WHAT NEEDS TO BE DONE:
Reproduce the list of coronavirus developments below word for word, in full.

TEXT EXCERPT:

Here are some significant developments:
- New York Gov. Andrew M. Cuomo (D) said Friday night that his state has secured about half of the 30,000 ventilators it needs. “We need ventilators and we need them now,” Cuomo told Chris Hayes on MSNBC. “If I don’t have the ventilators in 14 days, Chris, people die.”
- New York state reported 134 new coronavirus patient deaths in 24 hours, Cuomo announced Friday, a jump from 100 deaths reported the previous day. Friday’s number amounts to almost one death in the state every 10 minutes.
- Airports are set to reopen Sunday in China’s Hubei province, where the coronavirus outbreak was first recorded late last year, as the number of locally transmitted cases in mainland China dramatically decreased in recent weeks.
- Three unaccompanied migrant children in American custody tested positive for the novel coronavirus, the Office of Refugee Resettlement (ORR) said Thursday, marking the first confirmed infections among children detained by the U.S. immigration services.
- Turkish President Recep Tayyip Erdogan said Friday that Turkey would suspend all international flights and restrict domestic travel, taking more drastic measures to halt the spread of the coronavirus after the infection rate surged by 50 percent or more for two days in a row.

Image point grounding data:
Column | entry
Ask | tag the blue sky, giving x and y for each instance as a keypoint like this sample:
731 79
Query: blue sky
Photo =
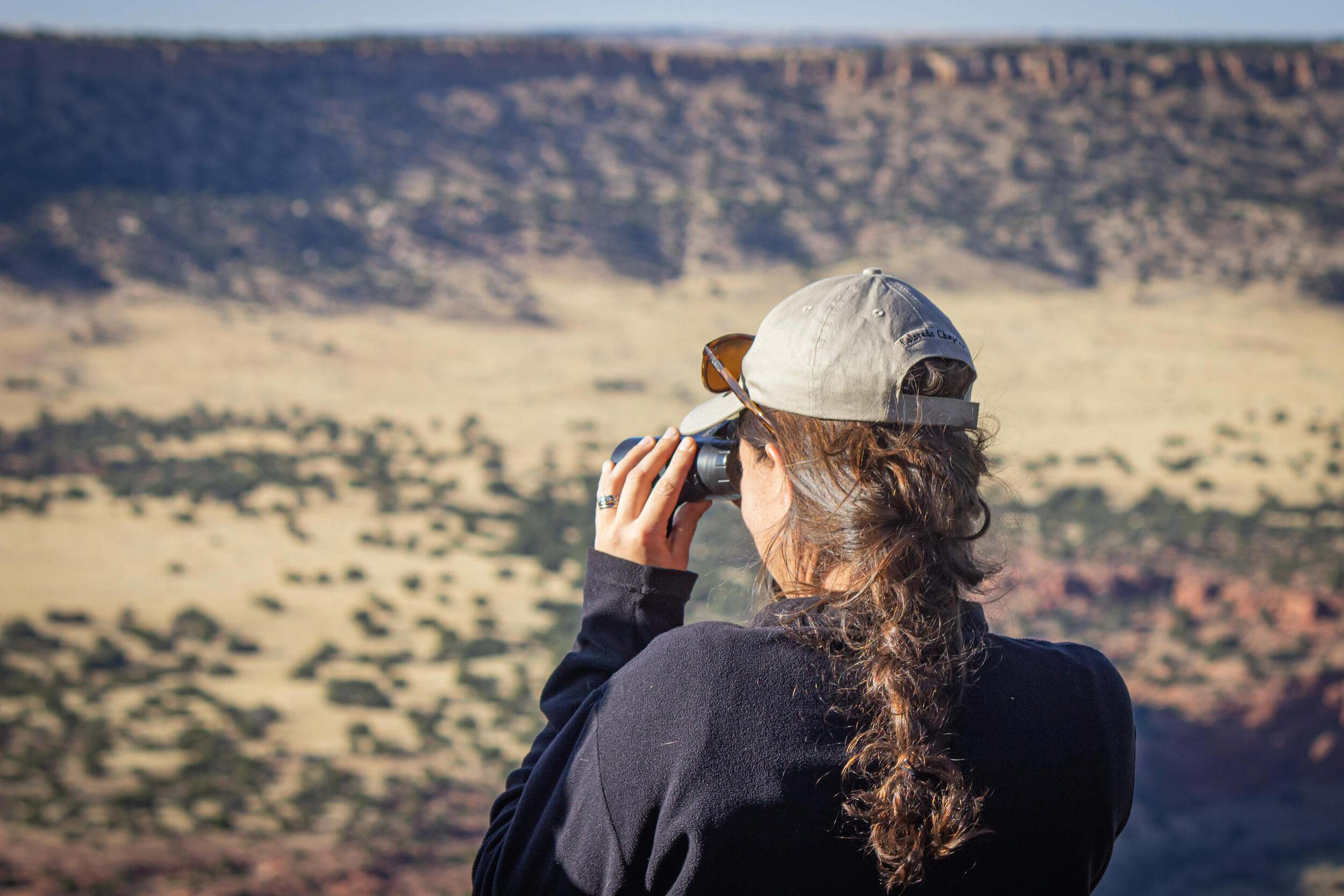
1058 18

RESULT OF THIS TASK:
Here are some significant developments:
- New York Gov. Andrew M. Cuomo (D) said Friday night that his state has secured about half of the 30,000 ventilators it needs. “We need ventilators and we need them now,” Cuomo told Chris Hayes on MSNBC. “If I don’t have the ventilators in 14 days, Chris, people die.”
- New York state reported 134 new coronavirus patient deaths in 24 hours, Cuomo announced Friday, a jump from 100 deaths reported the previous day. Friday’s number amounts to almost one death in the state every 10 minutes.
- Airports are set to reopen Sunday in China’s Hubei province, where the coronavirus outbreak was first recorded late last year, as the number of locally transmitted cases in mainland China dramatically decreased in recent weeks.
- Three unaccompanied migrant children in American custody tested positive for the novel coronavirus, the Office of Refugee Resettlement (ORR) said Thursday, marking the first confirmed infections among children detained by the U.S. immigration services.
- Turkish President Recep Tayyip Erdogan said Friday that Turkey would suspend all international flights and restrict domestic travel, taking more drastic measures to halt the spread of the coronavirus after the infection rate surged by 50 percent or more for two days in a row.